---------- Stored records ----------

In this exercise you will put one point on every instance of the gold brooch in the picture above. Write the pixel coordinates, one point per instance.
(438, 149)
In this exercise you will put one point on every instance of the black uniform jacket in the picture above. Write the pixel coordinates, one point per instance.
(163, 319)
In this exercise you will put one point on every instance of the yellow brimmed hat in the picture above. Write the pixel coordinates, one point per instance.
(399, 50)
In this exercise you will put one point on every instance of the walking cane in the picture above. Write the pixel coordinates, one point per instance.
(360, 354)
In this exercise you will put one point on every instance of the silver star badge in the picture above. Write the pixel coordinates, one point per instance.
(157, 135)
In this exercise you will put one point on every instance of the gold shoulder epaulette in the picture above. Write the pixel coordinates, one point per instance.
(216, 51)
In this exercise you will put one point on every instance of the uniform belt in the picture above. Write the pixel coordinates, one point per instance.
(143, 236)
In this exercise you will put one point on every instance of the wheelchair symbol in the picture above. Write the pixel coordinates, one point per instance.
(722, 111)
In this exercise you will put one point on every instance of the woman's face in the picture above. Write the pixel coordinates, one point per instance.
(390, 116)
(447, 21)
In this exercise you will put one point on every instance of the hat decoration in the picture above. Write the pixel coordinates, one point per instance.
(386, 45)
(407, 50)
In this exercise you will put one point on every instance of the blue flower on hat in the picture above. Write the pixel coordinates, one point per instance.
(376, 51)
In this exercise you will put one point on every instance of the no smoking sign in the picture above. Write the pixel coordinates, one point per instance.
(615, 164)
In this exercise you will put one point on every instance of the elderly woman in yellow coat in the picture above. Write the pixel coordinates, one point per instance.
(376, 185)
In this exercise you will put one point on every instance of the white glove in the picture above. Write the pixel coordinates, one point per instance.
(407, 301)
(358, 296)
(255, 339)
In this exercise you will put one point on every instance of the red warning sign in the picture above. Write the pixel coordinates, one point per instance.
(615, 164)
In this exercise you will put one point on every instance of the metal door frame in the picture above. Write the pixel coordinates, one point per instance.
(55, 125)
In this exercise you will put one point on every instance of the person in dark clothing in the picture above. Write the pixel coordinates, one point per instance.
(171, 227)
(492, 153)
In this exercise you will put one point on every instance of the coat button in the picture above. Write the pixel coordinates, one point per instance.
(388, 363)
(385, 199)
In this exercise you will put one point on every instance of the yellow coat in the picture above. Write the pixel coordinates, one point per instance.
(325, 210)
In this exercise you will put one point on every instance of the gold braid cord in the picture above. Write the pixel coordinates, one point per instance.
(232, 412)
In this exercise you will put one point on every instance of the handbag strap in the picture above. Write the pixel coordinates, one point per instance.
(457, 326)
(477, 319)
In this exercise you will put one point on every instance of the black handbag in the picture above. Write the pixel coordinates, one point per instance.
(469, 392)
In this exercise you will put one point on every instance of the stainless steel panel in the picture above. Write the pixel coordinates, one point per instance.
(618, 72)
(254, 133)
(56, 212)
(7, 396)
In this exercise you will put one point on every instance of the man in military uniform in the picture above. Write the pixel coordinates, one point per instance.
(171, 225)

----------
---------- Stored records ----------

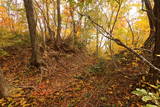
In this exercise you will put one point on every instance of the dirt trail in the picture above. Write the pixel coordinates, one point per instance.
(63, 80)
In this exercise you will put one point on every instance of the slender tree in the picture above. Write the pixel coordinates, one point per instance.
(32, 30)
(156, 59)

----------
---------- Stored records ----------

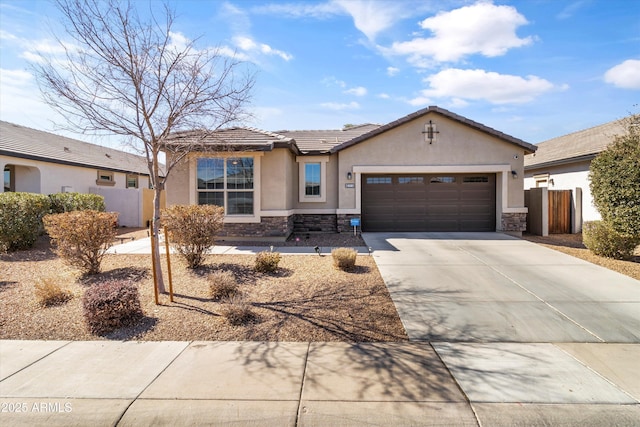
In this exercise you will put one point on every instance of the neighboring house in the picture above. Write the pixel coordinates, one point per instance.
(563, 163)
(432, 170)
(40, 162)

----------

▶ [What you need to do]: Pull out every line of the data above that contains the word "black", and copy each one. Uppercase and lowercase must match.

▶ [Written solution]:
In this exercise you will put one point on every instance of the black uniform jacket in the picture above. Write the pixel coordinates, one point per instance.
In this exercise you will put one point on every instance of the black handbag in the picture above. Write the pixel coordinates, one point per instance.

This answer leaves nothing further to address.